TASKS TO CARRY OUT
(1) From the blog review below, extract the text between "As for music, I" and "Rolls by LadBaby.", inclusive.
(2) Answer these questions using the blog review below:
(a) In how many countries was the blog viewed?
(b) How many Youtube subscribers were there at the end of the year?
(c) How many views came from Euan's Guide?
(3) Summarize the blog review below in two sentences.

As for music, I enjoyed listening to Junior Choice and Matt Lucas’ TV Themes on the radio, and I bought various downloads including the Only Fools And Horses Musical Soundtrack, Suzi Quatro’s single Heart On The Line, the WHO album by The Who, and the charity Christmas number 1 single I Love Sausage Rolls by LadBaby.

I also made a post answering my nominations for the Disability & Sunshine Blogger Awards. And just for fun, I wrote an epic trilogy about my favourite childhood TV shows, looking at my favourite animated shows, game shows and other shows, which was wonderfully nostalgic and has been quite popular with some of my followers.

Statistics

Here’s a quick look back at some of the stats from the past 12 months. I don’t keep an eye on them too closely during the year to be honest, as blogging is just a casual hobby for me, not a career like it is for some, so I keep myself relatively low-key really. But even with that somewhat laid-back approach in mind, I’m doing very well.

Followers

As the end of the year, my counts were as follows:

  • Blog = 182 followers (up from 132 last year)
  • Youtube = 518 subscribers (up from 400 last year)
  • Twitter = 808 followers (up from 570 last year)
  • Instagram = 361 followers (up from 300 last year)
  • Facebook = 103 followers (up from 63 last year)

They’ve all continued to increase very slightly in the first half of January as well. Huge thanks to everyone who keeps an eye on what I do, I’m always delighted and humbled that it’s of interest and use to so many people. After all, I wouldn’t have any incentive to keep doing this if nobody was interested. Could I top 1,000 Twitter followers, 600 Youtube subscribers and 200 blog followers in 2020? It’ll be interesting to find out!

Blog

This year my blog received 24,080 views (up from 19,657 in 2018) and 16,470 visitors (up from 13,718). So all those figures have ticked up very nicely. The most views came from the UK (13,247), USA (3,994), Ireland (1,037), Canada (503), India (494), Australia (446), Germany (396), Nigeria (328), Philippines (257) and France (206). In total my blog was viewed in 147 countries! That’s quite a reach!

15,451 views to the blog resulted from search engine results, 395 from the WordPress Reader, 331 from Facebook, 266 via Twitter, 180 from Youtube and 30 from Instagram. Interestingly, 56 views came from Euan’s Guide, who kindly featured me in 12 disabled bloggers to add to your reading list in 2018, unless they’ve mentioned me elsewhere and I don’t know about it. So a special thank you to them, being included there has really helped!

As for the most popular posts, 2 scam email alerts top the list, getting nearly 2,000 views each, which just shows how prevalent those scams are. The others in the top 10 are a mix of posts from the current year and previous years, so a lot of my old content is still being noticed, which is cool:

  1. Scam Email – IMF Compensation from January 2019 (1,929 views)
  2. Scam Emails – Royal Mail Delivery from May 2019 (1,857 views)

[Region-pointing data]
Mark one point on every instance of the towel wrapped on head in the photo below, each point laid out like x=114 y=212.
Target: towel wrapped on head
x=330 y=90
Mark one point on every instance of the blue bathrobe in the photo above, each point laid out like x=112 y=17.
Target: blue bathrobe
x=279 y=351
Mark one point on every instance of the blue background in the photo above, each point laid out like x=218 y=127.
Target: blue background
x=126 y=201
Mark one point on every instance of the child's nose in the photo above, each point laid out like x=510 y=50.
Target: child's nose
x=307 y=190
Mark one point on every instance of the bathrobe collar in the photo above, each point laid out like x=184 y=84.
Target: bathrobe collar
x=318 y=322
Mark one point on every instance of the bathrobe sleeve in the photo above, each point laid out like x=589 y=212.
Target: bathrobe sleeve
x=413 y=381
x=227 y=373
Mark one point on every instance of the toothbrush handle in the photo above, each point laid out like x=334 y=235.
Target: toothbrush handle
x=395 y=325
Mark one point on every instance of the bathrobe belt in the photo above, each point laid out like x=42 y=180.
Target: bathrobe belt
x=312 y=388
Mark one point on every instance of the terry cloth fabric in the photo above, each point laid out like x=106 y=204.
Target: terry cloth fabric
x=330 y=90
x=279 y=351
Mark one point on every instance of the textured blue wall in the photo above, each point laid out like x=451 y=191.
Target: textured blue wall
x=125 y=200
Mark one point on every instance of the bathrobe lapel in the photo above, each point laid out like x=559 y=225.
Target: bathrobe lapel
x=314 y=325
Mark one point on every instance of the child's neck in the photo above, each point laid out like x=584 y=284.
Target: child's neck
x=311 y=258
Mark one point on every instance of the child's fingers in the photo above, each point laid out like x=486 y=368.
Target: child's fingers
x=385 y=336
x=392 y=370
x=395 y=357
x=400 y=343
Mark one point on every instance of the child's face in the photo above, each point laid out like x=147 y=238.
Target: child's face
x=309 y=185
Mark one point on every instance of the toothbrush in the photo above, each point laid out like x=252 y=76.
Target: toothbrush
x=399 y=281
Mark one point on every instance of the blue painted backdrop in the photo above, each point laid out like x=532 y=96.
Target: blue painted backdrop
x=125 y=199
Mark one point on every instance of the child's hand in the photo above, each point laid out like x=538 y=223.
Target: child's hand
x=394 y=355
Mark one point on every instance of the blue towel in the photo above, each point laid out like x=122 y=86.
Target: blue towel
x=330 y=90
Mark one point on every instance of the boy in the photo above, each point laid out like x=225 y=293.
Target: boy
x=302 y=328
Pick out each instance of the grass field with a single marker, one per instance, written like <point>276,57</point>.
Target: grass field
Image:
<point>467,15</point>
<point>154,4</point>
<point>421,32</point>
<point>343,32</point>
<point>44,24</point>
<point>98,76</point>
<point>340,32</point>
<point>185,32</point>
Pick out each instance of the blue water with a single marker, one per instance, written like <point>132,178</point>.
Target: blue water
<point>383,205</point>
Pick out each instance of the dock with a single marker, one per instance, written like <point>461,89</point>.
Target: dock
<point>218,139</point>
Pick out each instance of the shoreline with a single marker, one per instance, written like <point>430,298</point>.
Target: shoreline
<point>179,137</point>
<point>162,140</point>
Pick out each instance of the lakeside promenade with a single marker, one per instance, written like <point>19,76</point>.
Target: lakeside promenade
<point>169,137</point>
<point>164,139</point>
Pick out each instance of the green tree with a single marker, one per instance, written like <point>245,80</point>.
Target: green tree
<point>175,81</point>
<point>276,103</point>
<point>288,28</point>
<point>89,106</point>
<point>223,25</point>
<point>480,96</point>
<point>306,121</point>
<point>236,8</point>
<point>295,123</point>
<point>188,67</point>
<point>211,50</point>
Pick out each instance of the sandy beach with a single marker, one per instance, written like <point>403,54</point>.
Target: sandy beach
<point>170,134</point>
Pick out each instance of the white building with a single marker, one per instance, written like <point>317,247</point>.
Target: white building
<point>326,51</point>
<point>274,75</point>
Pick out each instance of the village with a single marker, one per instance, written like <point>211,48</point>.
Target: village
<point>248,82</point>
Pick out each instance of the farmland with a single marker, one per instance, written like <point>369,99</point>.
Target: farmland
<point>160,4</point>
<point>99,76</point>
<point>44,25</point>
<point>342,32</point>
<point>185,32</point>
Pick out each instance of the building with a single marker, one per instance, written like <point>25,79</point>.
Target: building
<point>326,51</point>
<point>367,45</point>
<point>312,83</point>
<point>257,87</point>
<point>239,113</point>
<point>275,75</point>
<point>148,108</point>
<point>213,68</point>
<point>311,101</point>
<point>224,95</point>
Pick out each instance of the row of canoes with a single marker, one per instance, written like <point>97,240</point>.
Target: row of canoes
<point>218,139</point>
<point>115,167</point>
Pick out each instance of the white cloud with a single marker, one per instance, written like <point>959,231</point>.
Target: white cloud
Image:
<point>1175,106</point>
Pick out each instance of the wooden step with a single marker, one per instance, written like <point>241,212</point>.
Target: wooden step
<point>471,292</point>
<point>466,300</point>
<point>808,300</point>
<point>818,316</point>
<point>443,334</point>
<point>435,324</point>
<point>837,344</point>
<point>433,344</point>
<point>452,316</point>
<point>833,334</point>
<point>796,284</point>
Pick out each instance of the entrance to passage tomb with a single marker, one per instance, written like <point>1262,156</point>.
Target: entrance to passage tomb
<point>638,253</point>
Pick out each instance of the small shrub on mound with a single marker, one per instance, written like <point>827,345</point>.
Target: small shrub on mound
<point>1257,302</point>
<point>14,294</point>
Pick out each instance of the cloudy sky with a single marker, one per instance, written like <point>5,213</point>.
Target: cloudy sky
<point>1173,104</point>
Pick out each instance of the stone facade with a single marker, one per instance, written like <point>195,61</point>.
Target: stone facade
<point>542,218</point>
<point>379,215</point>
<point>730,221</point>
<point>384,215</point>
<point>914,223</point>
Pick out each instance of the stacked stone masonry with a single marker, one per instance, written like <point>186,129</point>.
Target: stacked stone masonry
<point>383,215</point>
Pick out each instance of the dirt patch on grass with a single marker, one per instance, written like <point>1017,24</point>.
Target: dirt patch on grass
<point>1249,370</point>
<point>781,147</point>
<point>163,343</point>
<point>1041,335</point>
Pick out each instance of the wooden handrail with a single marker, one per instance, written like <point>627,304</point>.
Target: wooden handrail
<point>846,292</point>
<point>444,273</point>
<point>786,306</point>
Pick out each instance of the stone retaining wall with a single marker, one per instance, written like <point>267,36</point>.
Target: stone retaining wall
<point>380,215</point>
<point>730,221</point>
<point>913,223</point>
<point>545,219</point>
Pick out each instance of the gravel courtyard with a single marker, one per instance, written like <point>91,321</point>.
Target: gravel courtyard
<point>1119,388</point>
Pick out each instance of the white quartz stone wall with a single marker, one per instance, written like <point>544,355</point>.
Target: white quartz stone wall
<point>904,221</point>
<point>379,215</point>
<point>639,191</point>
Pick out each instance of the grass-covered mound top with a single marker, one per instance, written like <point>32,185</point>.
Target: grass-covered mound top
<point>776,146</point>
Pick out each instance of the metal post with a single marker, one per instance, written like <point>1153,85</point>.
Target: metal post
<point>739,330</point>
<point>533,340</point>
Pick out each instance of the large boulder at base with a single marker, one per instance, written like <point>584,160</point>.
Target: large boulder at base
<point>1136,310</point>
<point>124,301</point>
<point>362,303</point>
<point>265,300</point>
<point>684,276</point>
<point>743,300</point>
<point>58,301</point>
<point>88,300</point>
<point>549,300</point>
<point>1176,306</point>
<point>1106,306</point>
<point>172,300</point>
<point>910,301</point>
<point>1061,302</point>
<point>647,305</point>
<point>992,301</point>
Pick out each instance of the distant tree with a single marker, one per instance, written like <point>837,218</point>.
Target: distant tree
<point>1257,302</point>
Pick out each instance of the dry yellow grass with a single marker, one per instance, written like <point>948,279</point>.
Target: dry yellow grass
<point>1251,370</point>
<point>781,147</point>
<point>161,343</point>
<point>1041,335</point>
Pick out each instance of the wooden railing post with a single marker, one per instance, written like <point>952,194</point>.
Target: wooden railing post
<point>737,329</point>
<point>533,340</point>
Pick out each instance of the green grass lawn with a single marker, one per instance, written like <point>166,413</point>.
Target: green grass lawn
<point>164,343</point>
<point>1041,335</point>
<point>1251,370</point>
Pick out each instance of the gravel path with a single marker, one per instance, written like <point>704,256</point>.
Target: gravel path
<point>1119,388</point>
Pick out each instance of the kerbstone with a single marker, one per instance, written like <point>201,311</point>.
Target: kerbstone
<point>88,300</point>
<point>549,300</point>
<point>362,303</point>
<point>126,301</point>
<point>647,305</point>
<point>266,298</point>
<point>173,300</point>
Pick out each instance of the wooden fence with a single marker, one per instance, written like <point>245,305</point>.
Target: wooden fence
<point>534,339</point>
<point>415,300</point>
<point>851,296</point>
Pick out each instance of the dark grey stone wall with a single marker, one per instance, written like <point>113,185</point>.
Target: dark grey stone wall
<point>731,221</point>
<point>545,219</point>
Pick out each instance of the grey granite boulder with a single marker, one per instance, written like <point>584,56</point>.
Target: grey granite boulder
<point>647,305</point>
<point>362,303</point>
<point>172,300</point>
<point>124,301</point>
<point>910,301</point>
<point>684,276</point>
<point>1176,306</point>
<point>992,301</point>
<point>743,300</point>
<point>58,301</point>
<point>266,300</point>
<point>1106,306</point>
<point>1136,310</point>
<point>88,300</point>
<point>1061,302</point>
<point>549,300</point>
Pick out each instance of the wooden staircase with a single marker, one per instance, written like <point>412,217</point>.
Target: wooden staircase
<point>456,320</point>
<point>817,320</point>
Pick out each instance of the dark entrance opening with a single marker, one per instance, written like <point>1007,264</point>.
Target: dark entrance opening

TASK-BY-TASK ANSWERS
(1)
As for music, I enjoyed listening to Junior Choice and Matt Lucas’ TV Themes on the radio, and I bought various downloads including the Only Fools And Horses Musical Soundtrack, Suzi Quatro’s single Heart On The Line, the WHO album by The Who, and the charity Christmas number 1 single I Love Sausage Rolls by LadBaby.

(2)
(a) 147
(b) 518
(c) 56

(3) The blogger lists music enjoyed and bought during the year, a post answering nominations for blogging awards, and a trilogy about favorite childhood TV shows. Follower counts rose on every platform, and the blog drew 24,080 views and 16,470 visitors from 147 countries, with two scam email alerts as the most popular posts.